Page extract:
Beyond Remittances and Tourism: What Future for the Caribbean Economy
The British Foundation for The University of the West Indies (BFUWI) in collaboration with the Institute of the Americas, University College London, will host its second Dr Eric Williams Panel Discussion, 'Beyond Remittances and Tourism: What Future for the Caribbean Economy" in London on December 5, 2013.
Professor Victor Bulmer-Thomas, Emeritus Professor of Economics - University of London; Dr Vindelyn Smith-Hillman, Jamaican Economist, Economic Adviser- Law Commission and Alan Smith, Global Head of Risk Strategy & Chief of Staff Global Risk- HSBC Holdings and an UWI Alumnus will discuss actions to be taken bearing in mind that the Caribbean's engine of growth, based on tourism, has run out of steam, debt has piled up and social issues are becoming more debilitating and explosive. In that context, the Caribbean economies must increase exports viability to maintain stability, investment attractiveness and growth.

Collected data:

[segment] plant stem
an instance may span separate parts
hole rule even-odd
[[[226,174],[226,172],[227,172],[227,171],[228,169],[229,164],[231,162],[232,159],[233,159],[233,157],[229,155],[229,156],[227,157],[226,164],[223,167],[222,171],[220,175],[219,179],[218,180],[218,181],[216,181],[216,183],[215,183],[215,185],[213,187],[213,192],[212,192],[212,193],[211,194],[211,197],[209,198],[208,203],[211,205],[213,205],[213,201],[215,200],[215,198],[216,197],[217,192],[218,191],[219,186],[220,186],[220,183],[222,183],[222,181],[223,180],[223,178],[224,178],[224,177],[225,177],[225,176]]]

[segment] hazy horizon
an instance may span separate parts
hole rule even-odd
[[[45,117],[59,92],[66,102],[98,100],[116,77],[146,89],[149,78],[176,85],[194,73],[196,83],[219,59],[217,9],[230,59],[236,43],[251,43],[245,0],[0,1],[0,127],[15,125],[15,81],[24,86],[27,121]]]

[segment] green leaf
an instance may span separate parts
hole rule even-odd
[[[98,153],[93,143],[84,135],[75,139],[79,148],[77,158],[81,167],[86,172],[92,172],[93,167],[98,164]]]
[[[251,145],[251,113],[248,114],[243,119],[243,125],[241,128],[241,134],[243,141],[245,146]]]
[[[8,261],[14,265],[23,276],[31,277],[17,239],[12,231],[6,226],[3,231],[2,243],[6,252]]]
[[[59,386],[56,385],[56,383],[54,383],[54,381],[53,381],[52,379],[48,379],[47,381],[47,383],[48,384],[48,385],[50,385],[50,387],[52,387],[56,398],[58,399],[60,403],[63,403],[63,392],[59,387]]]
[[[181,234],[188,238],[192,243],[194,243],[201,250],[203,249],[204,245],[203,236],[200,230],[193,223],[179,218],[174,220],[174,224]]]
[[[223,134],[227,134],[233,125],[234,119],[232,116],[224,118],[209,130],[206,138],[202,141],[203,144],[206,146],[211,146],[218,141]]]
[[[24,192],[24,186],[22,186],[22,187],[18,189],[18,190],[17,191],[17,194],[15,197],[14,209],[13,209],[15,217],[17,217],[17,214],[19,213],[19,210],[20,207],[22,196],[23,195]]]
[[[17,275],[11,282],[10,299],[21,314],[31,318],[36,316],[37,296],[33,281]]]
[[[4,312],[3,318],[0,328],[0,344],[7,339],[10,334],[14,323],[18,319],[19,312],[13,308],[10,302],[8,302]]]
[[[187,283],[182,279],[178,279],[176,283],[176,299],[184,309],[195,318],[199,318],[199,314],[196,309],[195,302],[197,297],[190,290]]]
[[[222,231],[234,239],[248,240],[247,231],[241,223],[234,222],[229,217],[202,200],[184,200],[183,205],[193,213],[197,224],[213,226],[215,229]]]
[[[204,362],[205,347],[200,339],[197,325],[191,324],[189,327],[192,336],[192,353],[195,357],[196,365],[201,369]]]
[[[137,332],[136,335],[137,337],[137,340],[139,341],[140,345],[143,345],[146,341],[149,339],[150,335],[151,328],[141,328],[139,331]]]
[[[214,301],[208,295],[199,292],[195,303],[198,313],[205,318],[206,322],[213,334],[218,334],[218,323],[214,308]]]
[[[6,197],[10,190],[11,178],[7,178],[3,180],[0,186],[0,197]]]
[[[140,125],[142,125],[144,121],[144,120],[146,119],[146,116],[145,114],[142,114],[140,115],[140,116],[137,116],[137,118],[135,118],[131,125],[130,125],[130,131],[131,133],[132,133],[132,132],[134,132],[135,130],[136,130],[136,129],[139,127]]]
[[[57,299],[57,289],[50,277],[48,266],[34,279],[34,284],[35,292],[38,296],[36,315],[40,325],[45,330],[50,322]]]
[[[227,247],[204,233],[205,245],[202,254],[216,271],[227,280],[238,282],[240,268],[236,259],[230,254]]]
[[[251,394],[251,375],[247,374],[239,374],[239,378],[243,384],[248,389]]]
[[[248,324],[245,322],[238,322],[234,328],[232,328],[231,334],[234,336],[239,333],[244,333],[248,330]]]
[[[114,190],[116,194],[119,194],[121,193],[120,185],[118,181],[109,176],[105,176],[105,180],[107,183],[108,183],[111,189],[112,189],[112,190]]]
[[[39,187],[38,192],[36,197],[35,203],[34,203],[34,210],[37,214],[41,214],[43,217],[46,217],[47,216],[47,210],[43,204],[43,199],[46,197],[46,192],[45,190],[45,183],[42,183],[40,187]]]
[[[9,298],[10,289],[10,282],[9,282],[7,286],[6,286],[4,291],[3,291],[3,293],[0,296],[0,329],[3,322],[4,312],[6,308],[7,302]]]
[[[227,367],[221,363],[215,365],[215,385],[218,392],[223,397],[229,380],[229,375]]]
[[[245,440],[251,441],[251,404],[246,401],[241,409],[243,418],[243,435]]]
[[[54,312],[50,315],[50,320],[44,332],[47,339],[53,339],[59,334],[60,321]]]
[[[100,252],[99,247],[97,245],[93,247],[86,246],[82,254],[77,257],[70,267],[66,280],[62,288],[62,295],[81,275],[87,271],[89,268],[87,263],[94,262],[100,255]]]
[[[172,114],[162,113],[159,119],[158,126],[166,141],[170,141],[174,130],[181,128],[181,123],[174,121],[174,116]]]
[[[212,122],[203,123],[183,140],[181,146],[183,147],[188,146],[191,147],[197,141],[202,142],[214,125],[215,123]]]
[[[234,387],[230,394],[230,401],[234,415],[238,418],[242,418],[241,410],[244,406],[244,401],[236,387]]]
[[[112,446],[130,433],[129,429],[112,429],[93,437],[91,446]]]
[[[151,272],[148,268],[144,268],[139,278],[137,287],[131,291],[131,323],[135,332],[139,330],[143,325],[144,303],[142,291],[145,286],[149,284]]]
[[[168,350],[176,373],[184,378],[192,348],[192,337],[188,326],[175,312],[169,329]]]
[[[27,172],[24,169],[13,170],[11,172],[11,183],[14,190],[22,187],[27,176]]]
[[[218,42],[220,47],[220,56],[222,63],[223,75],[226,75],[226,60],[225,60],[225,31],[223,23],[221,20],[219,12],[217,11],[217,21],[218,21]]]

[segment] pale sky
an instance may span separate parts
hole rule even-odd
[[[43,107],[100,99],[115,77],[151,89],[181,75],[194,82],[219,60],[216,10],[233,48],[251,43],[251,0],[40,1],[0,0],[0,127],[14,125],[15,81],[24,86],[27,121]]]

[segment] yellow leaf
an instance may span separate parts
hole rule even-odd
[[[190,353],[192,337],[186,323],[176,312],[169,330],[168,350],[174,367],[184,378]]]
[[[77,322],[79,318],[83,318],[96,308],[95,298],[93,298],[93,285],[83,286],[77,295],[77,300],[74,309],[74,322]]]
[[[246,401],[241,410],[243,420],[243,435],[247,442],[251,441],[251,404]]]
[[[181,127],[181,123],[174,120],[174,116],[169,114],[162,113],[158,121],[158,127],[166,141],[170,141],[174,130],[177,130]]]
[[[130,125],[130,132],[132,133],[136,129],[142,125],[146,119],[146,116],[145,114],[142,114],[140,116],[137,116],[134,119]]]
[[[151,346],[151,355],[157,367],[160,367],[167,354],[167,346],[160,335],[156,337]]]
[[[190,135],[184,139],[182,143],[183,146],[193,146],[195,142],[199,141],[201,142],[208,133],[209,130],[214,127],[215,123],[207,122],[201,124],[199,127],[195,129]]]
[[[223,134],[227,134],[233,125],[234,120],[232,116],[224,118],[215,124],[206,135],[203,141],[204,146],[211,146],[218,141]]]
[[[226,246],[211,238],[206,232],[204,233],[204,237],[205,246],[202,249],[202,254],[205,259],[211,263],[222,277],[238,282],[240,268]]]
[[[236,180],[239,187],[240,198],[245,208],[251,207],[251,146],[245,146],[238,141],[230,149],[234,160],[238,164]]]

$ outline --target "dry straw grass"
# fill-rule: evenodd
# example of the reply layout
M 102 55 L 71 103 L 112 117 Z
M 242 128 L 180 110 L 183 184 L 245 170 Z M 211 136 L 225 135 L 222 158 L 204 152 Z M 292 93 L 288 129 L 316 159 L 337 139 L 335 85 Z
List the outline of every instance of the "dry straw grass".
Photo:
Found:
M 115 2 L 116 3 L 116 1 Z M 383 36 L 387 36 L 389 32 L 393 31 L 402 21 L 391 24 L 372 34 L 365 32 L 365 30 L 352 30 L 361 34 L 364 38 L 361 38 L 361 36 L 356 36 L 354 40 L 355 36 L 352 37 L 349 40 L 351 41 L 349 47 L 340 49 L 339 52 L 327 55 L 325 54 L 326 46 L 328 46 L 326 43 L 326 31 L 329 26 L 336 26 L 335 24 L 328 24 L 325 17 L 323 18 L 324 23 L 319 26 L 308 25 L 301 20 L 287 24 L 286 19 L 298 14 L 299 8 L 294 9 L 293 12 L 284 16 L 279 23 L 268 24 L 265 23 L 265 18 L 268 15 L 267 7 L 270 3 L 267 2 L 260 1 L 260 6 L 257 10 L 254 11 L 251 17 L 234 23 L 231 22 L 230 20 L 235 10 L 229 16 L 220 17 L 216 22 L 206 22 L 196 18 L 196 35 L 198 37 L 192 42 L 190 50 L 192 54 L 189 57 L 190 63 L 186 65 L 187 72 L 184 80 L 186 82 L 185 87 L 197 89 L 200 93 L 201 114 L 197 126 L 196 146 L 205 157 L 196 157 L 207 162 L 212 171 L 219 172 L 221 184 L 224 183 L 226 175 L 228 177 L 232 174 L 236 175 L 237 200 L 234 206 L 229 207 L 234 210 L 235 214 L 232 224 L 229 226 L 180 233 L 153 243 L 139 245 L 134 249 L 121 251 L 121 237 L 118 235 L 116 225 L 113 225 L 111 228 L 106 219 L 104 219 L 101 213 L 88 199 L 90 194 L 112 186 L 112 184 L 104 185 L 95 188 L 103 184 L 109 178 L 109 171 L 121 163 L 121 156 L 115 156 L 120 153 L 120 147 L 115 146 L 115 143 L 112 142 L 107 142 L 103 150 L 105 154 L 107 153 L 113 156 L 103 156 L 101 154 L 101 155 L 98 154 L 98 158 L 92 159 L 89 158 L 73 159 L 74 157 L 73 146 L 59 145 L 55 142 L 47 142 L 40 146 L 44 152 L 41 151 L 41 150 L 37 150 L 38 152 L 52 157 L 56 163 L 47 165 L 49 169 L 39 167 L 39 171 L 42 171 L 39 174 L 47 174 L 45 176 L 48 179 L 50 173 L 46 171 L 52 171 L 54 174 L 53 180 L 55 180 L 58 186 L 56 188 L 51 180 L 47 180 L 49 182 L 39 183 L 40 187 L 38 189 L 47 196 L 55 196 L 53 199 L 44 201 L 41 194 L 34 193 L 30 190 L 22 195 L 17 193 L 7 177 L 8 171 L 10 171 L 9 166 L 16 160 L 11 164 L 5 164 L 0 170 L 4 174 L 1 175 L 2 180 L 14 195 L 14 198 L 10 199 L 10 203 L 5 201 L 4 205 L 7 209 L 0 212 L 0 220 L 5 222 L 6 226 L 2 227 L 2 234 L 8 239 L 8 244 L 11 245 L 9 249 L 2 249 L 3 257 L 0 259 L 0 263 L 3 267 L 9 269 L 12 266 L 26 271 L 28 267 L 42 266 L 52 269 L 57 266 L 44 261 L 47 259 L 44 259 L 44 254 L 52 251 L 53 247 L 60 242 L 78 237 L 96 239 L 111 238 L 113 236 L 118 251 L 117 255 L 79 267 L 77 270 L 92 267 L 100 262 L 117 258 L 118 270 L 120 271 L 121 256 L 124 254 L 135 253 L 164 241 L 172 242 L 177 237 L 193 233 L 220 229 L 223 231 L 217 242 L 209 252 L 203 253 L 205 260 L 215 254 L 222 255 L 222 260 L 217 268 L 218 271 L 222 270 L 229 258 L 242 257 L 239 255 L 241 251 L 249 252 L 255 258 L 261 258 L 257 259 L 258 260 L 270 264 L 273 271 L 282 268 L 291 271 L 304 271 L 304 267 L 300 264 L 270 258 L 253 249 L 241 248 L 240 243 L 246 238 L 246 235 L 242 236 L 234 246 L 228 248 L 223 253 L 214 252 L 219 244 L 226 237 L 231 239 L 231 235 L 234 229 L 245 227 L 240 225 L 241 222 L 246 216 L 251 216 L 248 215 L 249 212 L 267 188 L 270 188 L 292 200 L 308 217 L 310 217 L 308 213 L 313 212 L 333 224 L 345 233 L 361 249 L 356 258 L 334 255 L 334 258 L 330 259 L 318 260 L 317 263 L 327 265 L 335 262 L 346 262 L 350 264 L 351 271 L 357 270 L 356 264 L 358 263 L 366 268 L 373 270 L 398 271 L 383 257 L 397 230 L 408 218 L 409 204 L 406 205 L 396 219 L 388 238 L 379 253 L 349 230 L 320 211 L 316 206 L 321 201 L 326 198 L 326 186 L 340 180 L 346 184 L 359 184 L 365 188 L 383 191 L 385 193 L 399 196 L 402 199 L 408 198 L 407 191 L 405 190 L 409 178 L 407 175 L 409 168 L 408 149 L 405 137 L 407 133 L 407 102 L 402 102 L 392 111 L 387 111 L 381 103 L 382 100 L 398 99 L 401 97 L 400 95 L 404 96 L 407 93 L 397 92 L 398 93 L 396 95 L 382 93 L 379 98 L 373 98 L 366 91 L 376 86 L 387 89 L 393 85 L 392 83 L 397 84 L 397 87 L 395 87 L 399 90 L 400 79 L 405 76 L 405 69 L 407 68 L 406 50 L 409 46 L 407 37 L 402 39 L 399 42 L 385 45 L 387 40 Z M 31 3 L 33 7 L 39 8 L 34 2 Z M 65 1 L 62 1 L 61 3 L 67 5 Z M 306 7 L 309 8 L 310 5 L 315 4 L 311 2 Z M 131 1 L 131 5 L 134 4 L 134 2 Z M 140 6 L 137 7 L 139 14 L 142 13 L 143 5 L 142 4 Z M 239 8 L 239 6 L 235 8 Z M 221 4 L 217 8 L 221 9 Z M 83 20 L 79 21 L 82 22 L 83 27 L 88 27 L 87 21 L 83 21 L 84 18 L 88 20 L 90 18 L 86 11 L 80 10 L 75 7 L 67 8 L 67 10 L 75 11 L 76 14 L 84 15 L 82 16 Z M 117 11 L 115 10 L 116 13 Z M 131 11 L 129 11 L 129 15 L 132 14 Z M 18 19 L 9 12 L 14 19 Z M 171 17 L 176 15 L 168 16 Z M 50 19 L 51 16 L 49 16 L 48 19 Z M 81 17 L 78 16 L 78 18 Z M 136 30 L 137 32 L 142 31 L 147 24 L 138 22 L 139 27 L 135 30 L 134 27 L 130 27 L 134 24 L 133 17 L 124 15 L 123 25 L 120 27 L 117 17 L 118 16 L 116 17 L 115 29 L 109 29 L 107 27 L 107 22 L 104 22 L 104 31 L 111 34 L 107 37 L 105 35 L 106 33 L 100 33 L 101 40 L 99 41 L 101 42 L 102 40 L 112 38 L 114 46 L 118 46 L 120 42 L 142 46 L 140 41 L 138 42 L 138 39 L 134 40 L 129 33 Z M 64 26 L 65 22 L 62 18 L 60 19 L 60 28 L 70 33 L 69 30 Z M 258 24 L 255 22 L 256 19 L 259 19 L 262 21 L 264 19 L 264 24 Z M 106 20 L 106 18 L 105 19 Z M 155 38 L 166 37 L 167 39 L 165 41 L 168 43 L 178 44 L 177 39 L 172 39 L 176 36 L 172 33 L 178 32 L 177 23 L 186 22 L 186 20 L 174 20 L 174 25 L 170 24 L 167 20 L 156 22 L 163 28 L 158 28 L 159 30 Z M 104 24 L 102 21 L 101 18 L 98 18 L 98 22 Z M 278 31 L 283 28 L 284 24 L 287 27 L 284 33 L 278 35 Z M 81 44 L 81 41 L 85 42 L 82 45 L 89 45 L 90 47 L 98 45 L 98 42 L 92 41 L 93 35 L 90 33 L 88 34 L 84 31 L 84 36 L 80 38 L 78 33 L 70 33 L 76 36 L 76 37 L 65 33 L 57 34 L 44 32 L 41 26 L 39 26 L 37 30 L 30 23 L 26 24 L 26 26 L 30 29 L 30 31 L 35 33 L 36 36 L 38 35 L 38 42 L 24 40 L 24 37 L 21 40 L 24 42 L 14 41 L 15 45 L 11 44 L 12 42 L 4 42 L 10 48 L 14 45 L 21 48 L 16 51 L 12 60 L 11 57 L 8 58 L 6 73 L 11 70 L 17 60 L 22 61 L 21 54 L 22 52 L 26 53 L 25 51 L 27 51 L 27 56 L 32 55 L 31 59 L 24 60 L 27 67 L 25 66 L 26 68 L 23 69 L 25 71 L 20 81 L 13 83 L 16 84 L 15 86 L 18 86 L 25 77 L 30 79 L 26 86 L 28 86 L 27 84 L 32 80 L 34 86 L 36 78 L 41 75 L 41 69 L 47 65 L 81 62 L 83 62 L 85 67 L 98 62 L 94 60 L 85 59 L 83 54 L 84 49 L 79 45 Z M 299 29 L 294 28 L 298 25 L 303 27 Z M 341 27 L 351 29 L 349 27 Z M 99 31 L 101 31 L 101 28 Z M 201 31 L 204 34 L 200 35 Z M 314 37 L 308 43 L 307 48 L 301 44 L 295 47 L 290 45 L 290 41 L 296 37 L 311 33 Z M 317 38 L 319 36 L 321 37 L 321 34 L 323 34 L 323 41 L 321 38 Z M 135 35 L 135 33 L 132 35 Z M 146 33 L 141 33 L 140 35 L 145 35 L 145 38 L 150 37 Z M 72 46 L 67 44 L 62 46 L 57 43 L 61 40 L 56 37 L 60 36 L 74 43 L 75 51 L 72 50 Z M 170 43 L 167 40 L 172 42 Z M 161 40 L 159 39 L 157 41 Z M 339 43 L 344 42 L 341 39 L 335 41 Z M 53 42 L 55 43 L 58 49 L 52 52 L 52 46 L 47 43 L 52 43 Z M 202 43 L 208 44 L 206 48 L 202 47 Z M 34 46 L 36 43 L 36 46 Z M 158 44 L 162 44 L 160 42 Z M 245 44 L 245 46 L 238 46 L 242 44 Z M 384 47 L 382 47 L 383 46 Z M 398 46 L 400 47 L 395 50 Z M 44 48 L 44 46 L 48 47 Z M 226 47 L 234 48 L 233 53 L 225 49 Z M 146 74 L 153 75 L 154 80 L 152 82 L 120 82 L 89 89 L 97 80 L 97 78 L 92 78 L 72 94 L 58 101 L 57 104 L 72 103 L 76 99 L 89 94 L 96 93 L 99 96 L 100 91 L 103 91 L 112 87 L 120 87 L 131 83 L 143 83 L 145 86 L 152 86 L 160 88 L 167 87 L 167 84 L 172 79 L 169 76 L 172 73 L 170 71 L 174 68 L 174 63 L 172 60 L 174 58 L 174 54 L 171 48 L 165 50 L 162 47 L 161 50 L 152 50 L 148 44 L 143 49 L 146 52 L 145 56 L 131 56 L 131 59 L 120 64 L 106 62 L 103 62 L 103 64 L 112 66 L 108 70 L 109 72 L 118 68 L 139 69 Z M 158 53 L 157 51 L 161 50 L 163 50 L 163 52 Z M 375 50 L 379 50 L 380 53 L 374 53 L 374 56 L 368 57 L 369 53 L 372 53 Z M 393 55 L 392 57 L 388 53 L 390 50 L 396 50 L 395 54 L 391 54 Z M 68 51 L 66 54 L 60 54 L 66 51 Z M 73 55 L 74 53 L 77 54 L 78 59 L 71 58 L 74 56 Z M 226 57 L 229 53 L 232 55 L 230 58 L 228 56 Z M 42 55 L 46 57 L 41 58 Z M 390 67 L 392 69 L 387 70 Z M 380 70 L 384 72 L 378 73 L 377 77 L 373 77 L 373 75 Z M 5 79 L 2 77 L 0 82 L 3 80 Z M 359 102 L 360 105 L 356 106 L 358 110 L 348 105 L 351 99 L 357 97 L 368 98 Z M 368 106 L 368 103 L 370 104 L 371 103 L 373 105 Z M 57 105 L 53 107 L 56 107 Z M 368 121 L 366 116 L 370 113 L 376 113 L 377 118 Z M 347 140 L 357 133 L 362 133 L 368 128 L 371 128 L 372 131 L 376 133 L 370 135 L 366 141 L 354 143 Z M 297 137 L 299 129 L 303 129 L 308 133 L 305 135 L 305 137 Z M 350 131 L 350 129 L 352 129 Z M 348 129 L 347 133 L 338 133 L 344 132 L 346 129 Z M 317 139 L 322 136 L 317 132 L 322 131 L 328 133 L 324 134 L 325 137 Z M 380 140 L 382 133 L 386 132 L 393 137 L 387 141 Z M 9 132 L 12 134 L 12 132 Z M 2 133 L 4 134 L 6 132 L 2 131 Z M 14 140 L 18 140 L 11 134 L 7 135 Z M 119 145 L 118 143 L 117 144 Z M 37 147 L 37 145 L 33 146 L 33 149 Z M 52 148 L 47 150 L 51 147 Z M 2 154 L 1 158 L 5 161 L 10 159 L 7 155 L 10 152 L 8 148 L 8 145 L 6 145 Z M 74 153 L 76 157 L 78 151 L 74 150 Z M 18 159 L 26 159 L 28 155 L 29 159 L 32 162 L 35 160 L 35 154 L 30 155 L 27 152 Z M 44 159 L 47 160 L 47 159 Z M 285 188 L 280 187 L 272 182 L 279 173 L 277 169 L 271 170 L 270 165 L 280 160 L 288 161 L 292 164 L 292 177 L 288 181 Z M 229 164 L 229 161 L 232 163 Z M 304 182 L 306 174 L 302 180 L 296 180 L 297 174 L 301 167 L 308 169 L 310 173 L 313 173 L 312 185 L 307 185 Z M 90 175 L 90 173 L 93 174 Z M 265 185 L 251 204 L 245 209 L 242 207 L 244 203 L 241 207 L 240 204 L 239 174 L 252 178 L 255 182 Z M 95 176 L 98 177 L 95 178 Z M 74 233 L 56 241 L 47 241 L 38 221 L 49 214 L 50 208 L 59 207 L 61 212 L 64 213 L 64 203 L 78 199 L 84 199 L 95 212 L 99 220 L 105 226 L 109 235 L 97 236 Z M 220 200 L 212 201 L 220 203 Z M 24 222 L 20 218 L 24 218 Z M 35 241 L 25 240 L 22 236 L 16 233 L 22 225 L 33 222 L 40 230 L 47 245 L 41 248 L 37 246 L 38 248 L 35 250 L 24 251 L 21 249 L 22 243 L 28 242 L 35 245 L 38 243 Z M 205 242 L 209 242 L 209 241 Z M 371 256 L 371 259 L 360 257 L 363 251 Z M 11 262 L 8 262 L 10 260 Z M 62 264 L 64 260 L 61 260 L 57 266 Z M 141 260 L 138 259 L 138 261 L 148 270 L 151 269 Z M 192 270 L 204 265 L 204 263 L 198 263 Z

Task goal:
Answer these questions about the panel announcement:
1. On what date will the panel discussion be held in London?
2. Which institute is the BFUWI working with to host the event?
3. What must the Caribbean economies increase, according to the announcement?

Result:
1. December 5, 2013
2. The Institute of the Americas, University College London
3. Exports viability